Problem – The whole listing below is to be repeated without alteration.

Task material –
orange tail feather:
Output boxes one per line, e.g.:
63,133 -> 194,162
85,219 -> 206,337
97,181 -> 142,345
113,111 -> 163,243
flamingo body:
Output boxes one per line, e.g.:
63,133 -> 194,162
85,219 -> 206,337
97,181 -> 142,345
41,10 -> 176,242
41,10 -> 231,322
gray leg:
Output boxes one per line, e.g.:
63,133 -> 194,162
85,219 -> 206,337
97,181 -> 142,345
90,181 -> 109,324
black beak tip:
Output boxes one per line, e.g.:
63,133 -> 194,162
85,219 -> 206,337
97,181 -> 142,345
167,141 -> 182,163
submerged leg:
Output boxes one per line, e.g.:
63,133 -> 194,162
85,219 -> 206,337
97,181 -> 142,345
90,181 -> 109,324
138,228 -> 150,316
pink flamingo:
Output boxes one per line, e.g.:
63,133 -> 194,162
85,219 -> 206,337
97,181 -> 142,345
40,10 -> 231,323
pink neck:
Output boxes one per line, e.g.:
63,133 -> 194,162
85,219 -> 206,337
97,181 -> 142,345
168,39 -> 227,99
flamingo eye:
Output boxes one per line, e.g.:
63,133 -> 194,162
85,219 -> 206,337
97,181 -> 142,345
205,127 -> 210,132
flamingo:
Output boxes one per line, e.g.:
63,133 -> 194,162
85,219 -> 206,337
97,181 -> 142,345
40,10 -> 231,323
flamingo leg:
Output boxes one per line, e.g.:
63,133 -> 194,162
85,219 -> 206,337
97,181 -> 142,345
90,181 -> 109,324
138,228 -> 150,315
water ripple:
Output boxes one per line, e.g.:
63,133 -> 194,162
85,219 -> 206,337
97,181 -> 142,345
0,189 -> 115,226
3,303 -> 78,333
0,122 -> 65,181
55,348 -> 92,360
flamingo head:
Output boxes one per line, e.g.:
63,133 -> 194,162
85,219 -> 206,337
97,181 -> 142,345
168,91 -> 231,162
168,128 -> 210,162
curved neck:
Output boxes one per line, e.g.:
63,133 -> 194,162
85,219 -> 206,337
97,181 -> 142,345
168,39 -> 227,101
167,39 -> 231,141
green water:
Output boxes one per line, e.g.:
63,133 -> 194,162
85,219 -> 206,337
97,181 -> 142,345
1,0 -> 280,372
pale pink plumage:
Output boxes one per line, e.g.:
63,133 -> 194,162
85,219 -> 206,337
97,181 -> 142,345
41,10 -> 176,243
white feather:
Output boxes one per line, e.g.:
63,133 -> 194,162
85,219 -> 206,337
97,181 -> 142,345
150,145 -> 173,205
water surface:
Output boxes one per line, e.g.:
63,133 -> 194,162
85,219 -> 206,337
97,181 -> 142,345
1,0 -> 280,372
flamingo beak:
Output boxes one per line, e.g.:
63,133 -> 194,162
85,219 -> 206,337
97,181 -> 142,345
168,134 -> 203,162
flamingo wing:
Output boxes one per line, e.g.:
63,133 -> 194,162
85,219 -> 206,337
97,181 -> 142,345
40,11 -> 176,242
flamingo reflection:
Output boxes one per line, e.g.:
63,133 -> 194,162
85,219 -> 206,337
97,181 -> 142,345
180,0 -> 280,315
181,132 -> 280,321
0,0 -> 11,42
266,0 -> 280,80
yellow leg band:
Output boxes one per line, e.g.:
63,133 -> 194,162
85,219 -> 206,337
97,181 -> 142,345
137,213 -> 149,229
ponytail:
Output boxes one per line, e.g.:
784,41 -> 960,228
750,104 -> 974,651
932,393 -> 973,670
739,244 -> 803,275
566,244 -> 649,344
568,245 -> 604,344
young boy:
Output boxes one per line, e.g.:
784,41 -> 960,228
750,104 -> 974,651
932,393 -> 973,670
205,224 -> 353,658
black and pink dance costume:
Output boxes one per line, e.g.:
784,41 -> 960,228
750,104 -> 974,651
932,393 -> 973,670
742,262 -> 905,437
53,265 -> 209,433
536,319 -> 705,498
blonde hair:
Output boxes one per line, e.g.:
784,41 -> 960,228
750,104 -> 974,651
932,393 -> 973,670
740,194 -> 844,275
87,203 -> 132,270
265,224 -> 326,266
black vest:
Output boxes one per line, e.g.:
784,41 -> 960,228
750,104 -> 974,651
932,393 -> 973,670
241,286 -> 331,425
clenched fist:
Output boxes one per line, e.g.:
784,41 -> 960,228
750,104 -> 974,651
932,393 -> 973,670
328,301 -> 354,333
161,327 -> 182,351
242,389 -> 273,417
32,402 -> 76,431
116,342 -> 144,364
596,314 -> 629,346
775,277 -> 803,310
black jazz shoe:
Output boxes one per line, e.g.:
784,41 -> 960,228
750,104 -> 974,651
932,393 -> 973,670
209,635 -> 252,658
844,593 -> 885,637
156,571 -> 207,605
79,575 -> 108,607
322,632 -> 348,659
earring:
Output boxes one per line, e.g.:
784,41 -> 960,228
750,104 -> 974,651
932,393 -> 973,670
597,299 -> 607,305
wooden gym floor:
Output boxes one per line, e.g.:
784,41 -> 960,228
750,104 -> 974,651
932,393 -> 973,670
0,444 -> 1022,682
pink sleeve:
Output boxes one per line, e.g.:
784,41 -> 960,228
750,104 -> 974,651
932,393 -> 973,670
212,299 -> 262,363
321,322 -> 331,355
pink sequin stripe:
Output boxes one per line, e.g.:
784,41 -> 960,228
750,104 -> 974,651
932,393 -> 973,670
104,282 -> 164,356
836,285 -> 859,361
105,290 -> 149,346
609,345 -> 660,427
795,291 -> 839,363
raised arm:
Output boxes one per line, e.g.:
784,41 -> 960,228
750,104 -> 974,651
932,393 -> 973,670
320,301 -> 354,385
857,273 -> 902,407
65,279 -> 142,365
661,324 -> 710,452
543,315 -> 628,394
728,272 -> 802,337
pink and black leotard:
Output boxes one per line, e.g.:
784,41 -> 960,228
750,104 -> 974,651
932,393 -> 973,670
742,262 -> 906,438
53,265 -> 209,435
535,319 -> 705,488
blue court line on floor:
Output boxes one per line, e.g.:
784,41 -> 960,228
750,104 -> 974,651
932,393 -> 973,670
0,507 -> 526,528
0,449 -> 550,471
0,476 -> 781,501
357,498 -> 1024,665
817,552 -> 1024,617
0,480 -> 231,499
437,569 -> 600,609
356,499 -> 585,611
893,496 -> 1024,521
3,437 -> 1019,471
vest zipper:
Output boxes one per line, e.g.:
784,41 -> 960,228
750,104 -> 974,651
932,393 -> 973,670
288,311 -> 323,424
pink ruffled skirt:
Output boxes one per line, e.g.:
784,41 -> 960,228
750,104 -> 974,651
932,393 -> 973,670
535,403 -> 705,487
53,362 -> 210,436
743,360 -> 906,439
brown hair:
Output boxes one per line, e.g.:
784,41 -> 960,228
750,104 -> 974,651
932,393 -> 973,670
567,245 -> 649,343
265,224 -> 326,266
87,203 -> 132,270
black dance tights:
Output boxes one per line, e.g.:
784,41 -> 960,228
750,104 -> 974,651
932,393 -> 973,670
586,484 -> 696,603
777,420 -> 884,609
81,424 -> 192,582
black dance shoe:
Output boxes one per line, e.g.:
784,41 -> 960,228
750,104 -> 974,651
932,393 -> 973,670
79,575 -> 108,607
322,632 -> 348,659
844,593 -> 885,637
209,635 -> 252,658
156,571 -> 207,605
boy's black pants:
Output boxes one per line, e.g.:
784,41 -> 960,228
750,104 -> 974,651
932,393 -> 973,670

Answer below –
orange tail feather:
Output boxes one per line, e.g.:
63,133 -> 194,162
85,219 -> 206,337
97,181 -> 142,345
113,111 -> 163,243
flamingo body:
Output boxes one per line, e.g.:
63,133 -> 194,162
85,219 -> 206,337
97,181 -> 142,345
41,10 -> 176,242
41,10 -> 231,322
gray leg:
Output boxes one per line, e.g.:
63,133 -> 194,162
85,219 -> 206,337
97,181 -> 142,345
90,181 -> 109,324
black beak tip:
Output boxes one per line, e.g.:
63,133 -> 194,162
85,219 -> 206,337
97,181 -> 142,345
167,141 -> 182,163
submerged leg:
Output boxes one per line, e.g.:
63,133 -> 194,162
85,219 -> 206,337
97,181 -> 142,345
90,181 -> 109,324
138,228 -> 150,316
pink flamingo:
Output boxes one per line, e.g.:
63,133 -> 194,162
85,219 -> 206,337
97,181 -> 142,345
40,10 -> 231,323
pink neck:
Output boxes one per line, e.g.:
63,133 -> 194,162
85,219 -> 206,337
97,181 -> 142,345
168,39 -> 227,99
flamingo eye:
Output boxes one per line, e.g.:
63,133 -> 194,162
85,219 -> 206,337
97,181 -> 142,345
205,127 -> 210,132
flamingo:
Output boxes one per line, e.g.:
63,133 -> 194,162
85,219 -> 206,337
97,181 -> 142,345
40,10 -> 231,323
flamingo leg:
Output boxes one per line, e.g.:
63,133 -> 194,162
85,219 -> 206,337
97,181 -> 142,345
90,181 -> 109,324
138,228 -> 150,315
water ripple:
Output boxes one per line, e.g.:
63,133 -> 194,162
85,219 -> 206,337
97,181 -> 142,345
0,189 -> 115,226
3,303 -> 78,333
0,122 -> 65,181
55,348 -> 92,360
flamingo head:
Output boxes one per line, e.g.:
63,133 -> 194,162
85,219 -> 206,337
97,181 -> 142,345
168,91 -> 231,162
168,128 -> 210,162
curved neck:
Output boxes one per line, e.g.:
63,133 -> 194,162
85,219 -> 206,337
97,181 -> 142,345
168,39 -> 227,101
167,39 -> 231,141
green water:
Output boxes one per line, e.g.:
63,133 -> 194,162
85,219 -> 206,337
97,181 -> 142,345
1,0 -> 280,372
pale pink plumage:
Output boxes one per line, e.g.:
63,133 -> 194,162
85,219 -> 206,337
97,181 -> 142,345
41,10 -> 176,243
white feather:
Output boxes one per line, e.g.:
63,133 -> 194,162
85,219 -> 206,337
97,181 -> 142,345
150,145 -> 173,205
water surface:
Output boxes one per line, e.g.:
63,133 -> 194,162
85,219 -> 206,337
97,181 -> 142,345
1,0 -> 280,372
flamingo beak:
Output boxes one per line, e.g.:
63,133 -> 194,162
85,219 -> 206,337
97,181 -> 142,345
168,134 -> 203,162
flamingo wing:
Output boxes one per line, e.g.:
63,133 -> 194,162
85,219 -> 206,337
97,181 -> 142,345
40,11 -> 176,242
flamingo reflection:
Output boxes one per line, e.g.:
63,133 -> 194,162
85,219 -> 206,337
97,181 -> 142,345
180,0 -> 280,315
181,132 -> 280,321
0,0 -> 11,42
266,0 -> 280,80
yellow leg band:
Output boxes one per line, e.g.:
63,133 -> 194,162
85,219 -> 206,337
97,181 -> 142,345
137,213 -> 149,229
ponytail:
Output boxes one per line, e.g.:
784,41 -> 960,228
750,104 -> 974,651
932,393 -> 973,670
739,244 -> 803,275
566,244 -> 649,344
568,245 -> 604,344
young boy:
Output boxes one per line, e.g.:
784,41 -> 960,228
750,104 -> 974,651
932,393 -> 973,670
205,224 -> 353,658
black and pink dance costume:
Output boxes one per line, e.g.:
784,41 -> 960,228
750,104 -> 974,651
932,393 -> 973,670
742,262 -> 905,437
53,265 -> 209,433
536,319 -> 705,498
blonde hair:
Output boxes one per line, e.g.:
784,41 -> 960,228
750,104 -> 974,651
932,393 -> 973,670
740,194 -> 844,275
87,203 -> 132,270
265,224 -> 326,266
black vest:
Output boxes one per line, e.g.:
784,41 -> 960,228
750,104 -> 974,651
932,393 -> 973,670
241,286 -> 331,425
clenched fist:
Output boxes one per line, e.g.:
784,41 -> 960,228
750,104 -> 974,651
932,393 -> 973,670
328,301 -> 354,333
161,327 -> 182,351
242,389 -> 273,417
32,402 -> 76,431
116,342 -> 144,364
596,314 -> 629,346
775,277 -> 803,310
black jazz shoe:
Output boxes one per line, e.g.:
784,41 -> 960,228
750,104 -> 974,651
932,393 -> 973,670
209,635 -> 252,658
844,593 -> 885,637
156,571 -> 207,605
79,575 -> 108,607
322,632 -> 348,659
earring:
Output boxes one per line, e.g.:
784,41 -> 960,228
750,104 -> 974,651
932,393 -> 973,670
597,299 -> 607,305
wooden gym floor:
Output boxes one per line, e.g.:
784,41 -> 960,228
750,104 -> 974,651
932,393 -> 973,670
0,444 -> 1022,682
pink sleeve:
Output boxes one per line, e.g.:
784,41 -> 960,228
750,104 -> 974,651
932,393 -> 973,670
212,299 -> 262,363
321,322 -> 331,355
pink sequin stripe:
Output boxes one per line, e.g.:
784,41 -> 960,228
750,104 -> 974,651
932,393 -> 973,670
104,282 -> 164,356
836,285 -> 859,361
105,290 -> 149,346
609,345 -> 660,427
795,291 -> 839,363
raised arm:
Output boxes one per line, e.g.:
784,41 -> 960,228
750,104 -> 974,651
932,393 -> 973,670
320,301 -> 354,385
857,273 -> 902,407
65,279 -> 142,365
661,324 -> 710,452
543,315 -> 628,394
728,272 -> 802,337
pink and black leotard:
Output boxes one per line, e.g.:
784,41 -> 960,228
750,104 -> 974,651
932,393 -> 973,670
742,262 -> 906,438
53,265 -> 209,435
535,319 -> 705,488
blue court line on floor:
Output boxes one per line, e.g.:
784,41 -> 960,228
750,104 -> 974,651
932,393 -> 973,670
0,507 -> 526,528
0,449 -> 550,471
0,476 -> 781,501
357,498 -> 1024,665
817,552 -> 1024,617
0,480 -> 231,499
437,569 -> 600,609
356,499 -> 585,611
893,496 -> 1024,521
3,437 -> 1019,471
vest zipper:
Output boxes one per line, e.g.:
784,41 -> 960,228
750,104 -> 974,651
932,393 -> 973,670
288,311 -> 323,424
pink ruffled skirt:
Output boxes one per line, e.g.:
784,41 -> 960,228
750,104 -> 974,651
932,393 -> 973,670
535,403 -> 705,487
53,362 -> 210,436
743,360 -> 906,439
brown hair:
Output boxes one per line, e.g.:
784,41 -> 960,228
750,104 -> 974,651
932,393 -> 973,670
567,245 -> 649,343
265,224 -> 326,266
87,203 -> 132,270
black dance tights:
Output boxes one per line, e.g.:
784,41 -> 960,228
750,104 -> 974,651
932,393 -> 973,670
586,484 -> 696,603
777,420 -> 884,609
81,424 -> 192,582
black dance shoe:
Output boxes one per line, e.g.:
784,41 -> 960,228
750,104 -> 974,651
932,393 -> 973,670
79,575 -> 108,607
322,632 -> 348,659
844,593 -> 885,637
209,635 -> 252,658
156,571 -> 207,605
boy's black pants:
Output boxes one per line, e.g.:
784,41 -> 960,228
750,104 -> 974,651
932,393 -> 973,670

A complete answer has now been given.